┌────────
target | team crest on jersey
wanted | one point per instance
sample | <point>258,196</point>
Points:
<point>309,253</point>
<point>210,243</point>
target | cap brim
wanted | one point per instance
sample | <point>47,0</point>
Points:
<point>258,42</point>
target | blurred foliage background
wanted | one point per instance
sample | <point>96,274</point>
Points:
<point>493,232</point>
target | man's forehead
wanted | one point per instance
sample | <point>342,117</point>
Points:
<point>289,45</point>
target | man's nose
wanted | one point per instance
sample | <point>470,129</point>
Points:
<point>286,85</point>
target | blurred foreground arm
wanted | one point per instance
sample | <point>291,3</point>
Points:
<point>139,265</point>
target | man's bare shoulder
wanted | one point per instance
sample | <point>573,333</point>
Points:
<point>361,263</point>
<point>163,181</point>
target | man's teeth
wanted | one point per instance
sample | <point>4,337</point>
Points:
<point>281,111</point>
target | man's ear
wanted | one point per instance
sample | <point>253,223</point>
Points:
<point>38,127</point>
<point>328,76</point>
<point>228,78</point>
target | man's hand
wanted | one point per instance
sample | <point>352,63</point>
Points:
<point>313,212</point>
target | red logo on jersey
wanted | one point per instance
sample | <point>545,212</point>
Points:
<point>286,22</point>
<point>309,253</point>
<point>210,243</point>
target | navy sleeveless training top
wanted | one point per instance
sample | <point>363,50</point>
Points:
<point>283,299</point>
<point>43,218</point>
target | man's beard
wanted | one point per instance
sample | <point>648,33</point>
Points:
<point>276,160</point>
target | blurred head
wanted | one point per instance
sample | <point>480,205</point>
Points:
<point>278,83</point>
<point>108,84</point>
└────────
* [GIVEN REQUEST] Convert the rows above into a JSON list of strings, one string per line, leaving out any blank lines.

* [RESPONSE TO THE EXERCISE]
[
  "target | team crest on jersey",
  "wanted | one point per instance",
  "sample | <point>258,196</point>",
  "Points:",
  "<point>309,253</point>",
  "<point>210,243</point>",
  "target | cap brim",
  "wanted | one point per instance",
  "sample | <point>47,0</point>",
  "Points:",
  "<point>258,42</point>",
  "target | blurred foliage background",
  "wanted | one point per instance",
  "sample | <point>96,274</point>",
  "Points:",
  "<point>493,232</point>",
  "target | man's forehead",
  "wanted | one point per instance",
  "sample | <point>342,117</point>",
  "Points:",
  "<point>289,45</point>",
  "target | man's nose",
  "wanted | one point per instance",
  "sample | <point>470,129</point>",
  "Points:",
  "<point>286,85</point>",
  "target | blurred foreground arm",
  "wanted | one point per instance",
  "sample | <point>291,3</point>",
  "Points:",
  "<point>139,265</point>",
  "target | man's bare shoulder",
  "wanted | one point per instance",
  "sample | <point>573,333</point>",
  "Points:",
  "<point>361,263</point>",
  "<point>163,181</point>",
  "target | man's teeth",
  "wanted | one point per instance",
  "sample | <point>4,337</point>",
  "Points:",
  "<point>281,111</point>",
  "target | man's ear",
  "wanted | one point per instance",
  "sample | <point>253,223</point>",
  "Points:",
  "<point>38,127</point>",
  "<point>328,76</point>",
  "<point>228,78</point>",
  "target | man's hand",
  "wanted | one point per instance",
  "sample | <point>352,63</point>",
  "Points:",
  "<point>313,212</point>",
  "target | red logo on jersey",
  "wanted | one point per instance",
  "sample | <point>545,212</point>",
  "Points:",
  "<point>286,22</point>",
  "<point>309,253</point>",
  "<point>210,243</point>",
  "target | navy sleeveless training top",
  "wanted | one point per instance",
  "sample | <point>363,50</point>",
  "Points:",
  "<point>283,299</point>",
  "<point>43,218</point>",
  "target | man's beard",
  "wanted | one point per instance",
  "sample | <point>648,33</point>",
  "Points:",
  "<point>276,160</point>",
  "target | blurred head",
  "wanted | one point per instance",
  "sample | <point>480,205</point>",
  "Points:",
  "<point>278,83</point>",
  "<point>108,84</point>"
]